» Given text
My daughter asked me the other day, “Mom, when people grow up, do they live by themselves?” I said, “Well, yes, sometimes they do. Some grow up, get married, and have families.” She replied, “No, not me. When I grow up, I want to stay at home with you.” As the old saying goes, “When a child is old enough to leave home, a loving mother makes the child want to stay, and a good father makes sure they don’t.” As a mother, of course it is endearing to hear your children express such sweet sentiments. You want them to feel loved and supported. You also want them to be prepared to handle the world on their own, and that’s why the yardstick lesson is such an important one.
A yardstick is a measuring rod that is a yard long, and measures things by inches. Its use is so widespread that we frequently use the word ‘yardstick’ as an indicator or gauge for something. In common terms, we refer to it as a hypothetical way of comparing standards or benchmarks. For instance, a person might say that the frequency of a man’s contact and communication is a yardstick for measuring his interest in the relationship. Understanding the way this extremely simple measuring tool works can help us plot, plan, come close, or keep our distance.
Some of the biggest mistakes in life are because of toxic associations. We let the wrong people get too close and sometimes push the right people away. God warns us in Proverbs 14:7(NLT), “Stay away from fools, for you won’t find knowledge on their lips.” This is a lesson that many of us learn the hard way. As adults, we sometimes wish we could turn back the hand of time or have a do-over when it comes to failing to discern. We wish that we would have recognized certain tendencies, or kept our distance to give ourselves time to see the real deal.
We want our children to grow up with a hopeful view of the world, but today’s complexities challenge us to be incredibly smart and spiritually wise about how we do this. We have no other choice but to instill within them a very sharp discernment about things like the character, motive, and intentions of people they don’t know very well. We have to model this for them by keeping our own radar in check.

» Activity
Duplicate everything in the yardstick lesson passage from "Some of the" down to "the real deal.". The data that follows has no connection to the passage on the yardstick lesson.

» Data excerpts

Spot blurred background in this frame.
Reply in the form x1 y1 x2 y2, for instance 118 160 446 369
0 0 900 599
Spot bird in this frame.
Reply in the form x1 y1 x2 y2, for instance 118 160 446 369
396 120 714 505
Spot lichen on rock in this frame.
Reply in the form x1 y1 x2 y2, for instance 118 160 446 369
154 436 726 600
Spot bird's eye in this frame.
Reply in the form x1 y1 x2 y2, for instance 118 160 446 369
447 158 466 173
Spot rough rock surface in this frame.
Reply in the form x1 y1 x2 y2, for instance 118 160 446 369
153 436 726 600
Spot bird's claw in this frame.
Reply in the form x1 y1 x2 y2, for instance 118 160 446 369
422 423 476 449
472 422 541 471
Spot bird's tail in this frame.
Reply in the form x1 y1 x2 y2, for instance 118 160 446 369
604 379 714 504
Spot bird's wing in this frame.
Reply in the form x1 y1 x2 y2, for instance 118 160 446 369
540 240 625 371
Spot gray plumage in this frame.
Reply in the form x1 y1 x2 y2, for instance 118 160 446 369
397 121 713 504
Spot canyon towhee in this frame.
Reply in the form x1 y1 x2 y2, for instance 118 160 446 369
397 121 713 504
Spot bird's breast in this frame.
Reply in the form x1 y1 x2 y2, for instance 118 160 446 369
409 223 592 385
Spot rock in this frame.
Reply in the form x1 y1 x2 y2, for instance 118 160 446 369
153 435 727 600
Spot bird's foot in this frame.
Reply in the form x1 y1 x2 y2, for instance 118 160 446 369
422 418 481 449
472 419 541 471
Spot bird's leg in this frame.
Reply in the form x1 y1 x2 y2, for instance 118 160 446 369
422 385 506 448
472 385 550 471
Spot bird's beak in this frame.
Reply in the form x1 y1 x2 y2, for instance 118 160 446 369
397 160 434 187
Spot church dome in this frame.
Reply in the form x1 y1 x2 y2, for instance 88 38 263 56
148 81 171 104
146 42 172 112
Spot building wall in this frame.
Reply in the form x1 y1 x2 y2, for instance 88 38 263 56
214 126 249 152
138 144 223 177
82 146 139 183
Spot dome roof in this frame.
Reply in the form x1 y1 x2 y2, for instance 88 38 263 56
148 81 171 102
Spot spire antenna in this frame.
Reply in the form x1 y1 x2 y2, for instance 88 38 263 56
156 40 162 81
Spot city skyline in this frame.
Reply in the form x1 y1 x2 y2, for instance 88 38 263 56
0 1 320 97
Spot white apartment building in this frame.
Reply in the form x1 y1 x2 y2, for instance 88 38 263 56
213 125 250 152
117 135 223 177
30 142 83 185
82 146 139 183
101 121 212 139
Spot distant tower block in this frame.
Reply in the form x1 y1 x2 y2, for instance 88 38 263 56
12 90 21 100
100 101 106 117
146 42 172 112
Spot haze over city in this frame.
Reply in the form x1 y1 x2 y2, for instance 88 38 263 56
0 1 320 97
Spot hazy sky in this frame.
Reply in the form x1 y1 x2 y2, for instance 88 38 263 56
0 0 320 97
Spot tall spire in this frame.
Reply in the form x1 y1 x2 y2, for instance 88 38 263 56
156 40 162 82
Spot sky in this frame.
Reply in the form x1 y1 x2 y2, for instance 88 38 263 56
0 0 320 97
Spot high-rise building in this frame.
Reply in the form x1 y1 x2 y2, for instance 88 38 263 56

» Exercise answer
Some of the biggest mistakes in life are because of toxic associations. We let the wrong people get too close and sometimes push the right people away. God warns us in Proverbs 14:7(NLT), “Stay away from fools, for you won’t find knowledge on their lips.” This is a lesson that many of us learn the hard way. As adults, we sometimes wish we could turn back the hand of time or have a do-over when it comes to failing to discern. We wish that we would have recognized certain tendencies, or kept our distance to give ourselves time to see the real deal.